- Problem details:
Repeat every record below exactly as written.

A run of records
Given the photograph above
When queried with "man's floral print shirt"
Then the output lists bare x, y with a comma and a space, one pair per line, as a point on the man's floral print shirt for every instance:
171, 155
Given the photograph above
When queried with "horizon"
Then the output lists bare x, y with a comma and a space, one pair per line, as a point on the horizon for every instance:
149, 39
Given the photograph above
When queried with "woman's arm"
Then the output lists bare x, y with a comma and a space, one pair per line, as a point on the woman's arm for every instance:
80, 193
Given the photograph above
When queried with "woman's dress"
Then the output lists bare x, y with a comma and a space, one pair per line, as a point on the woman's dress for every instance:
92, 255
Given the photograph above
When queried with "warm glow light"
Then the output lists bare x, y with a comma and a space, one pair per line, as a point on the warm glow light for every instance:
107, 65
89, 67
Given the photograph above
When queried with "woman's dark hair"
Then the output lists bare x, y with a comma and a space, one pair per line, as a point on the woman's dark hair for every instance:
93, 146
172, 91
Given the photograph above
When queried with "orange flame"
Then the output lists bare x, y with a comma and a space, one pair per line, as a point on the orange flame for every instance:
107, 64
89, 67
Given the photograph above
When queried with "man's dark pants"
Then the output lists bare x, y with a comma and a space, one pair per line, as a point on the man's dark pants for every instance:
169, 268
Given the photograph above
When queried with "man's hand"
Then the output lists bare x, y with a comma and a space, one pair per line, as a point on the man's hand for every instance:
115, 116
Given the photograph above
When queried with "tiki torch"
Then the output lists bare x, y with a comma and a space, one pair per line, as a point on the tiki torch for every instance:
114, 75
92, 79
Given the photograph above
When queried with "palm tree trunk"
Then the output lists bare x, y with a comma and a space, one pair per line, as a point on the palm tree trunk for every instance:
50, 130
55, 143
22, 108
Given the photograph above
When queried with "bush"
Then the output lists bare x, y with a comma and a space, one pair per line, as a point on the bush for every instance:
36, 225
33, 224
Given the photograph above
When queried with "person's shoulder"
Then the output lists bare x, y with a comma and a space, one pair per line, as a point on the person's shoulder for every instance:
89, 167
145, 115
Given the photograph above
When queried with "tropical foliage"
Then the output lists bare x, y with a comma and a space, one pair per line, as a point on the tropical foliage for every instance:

- Worked solution:
Given the photograph above
When queried with "man's floral print shirt"
Then the output lists bare x, y with a comma and a space, one pair per line, as a point on the man's floral print shirt for every instance:
171, 155
Given the photograph above
When queried with "horizon"
Then the output lists bare x, y with a comma and a space, one pair per line, as a point on the horizon for every instance:
149, 39
Given the photograph above
When queried with "woman's arm"
Then the output lists bare x, y with a comma and a space, one pair per line, as a point on the woman's arm for every instance:
80, 193
Given the photograph above
When queried with "woman's dress"
Then the output lists bare x, y with a comma and a space, one pair per line, as a point on the woman's dress for every instance:
92, 255
Given the photograph above
When queried with "warm glow light"
Then the output lists bare x, y with a comma and a space, one pair per line, as a point on the warm glow light for every instance:
107, 65
89, 67
Given the photograph above
When queried with "woman's dark hair"
Then the output lists bare x, y with a comma and a space, one pair per line, as a point on the woman's dark hair for every instance:
93, 146
172, 91
Given the photograph above
When queried with "orange flame"
Then the output lists bare x, y with a comma and a space, one pair per line, as a point on the orange flame for every instance:
107, 64
89, 67
Given the photograph above
When queried with "man's dark pants"
Then the output lists bare x, y with a comma and a space, one pair per line, as a point on the man's dark pants for every instance:
169, 268
Given the photograph above
When queried with "man's hand"
Then the output lists bare x, y with a comma and a space, one pair per line, as a point on the man's hand for every instance:
115, 116
Given the photograph above
When queried with "tiki torch"
Then the output lists bare x, y with a comma and a space, one pair per line, as a point on the tiki torch for every instance:
114, 75
92, 79
Given the photograph above
When queried with "palm tree trunk"
Then the output lists bare x, y with a comma and a space, one pair per line, as a point on the palm tree trunk for every instance:
50, 130
55, 143
22, 108
Given the photograph above
When queried with "bush"
Then the output lists bare x, y with a comma and a space, one pair per line, as a point on the bush for every instance:
36, 225
33, 224
Given the photograph above
When queried with "person's shoulder"
Then the output lists bare x, y with a comma and a space, one pair per line, as a point on the person's shoulder for every instance:
89, 167
145, 115
Given the photograph above
When queried with "tropical foliage"
Then the output lists bare x, y with a comma and a space, one pair per line, as a point on the tropical foliage for every instance:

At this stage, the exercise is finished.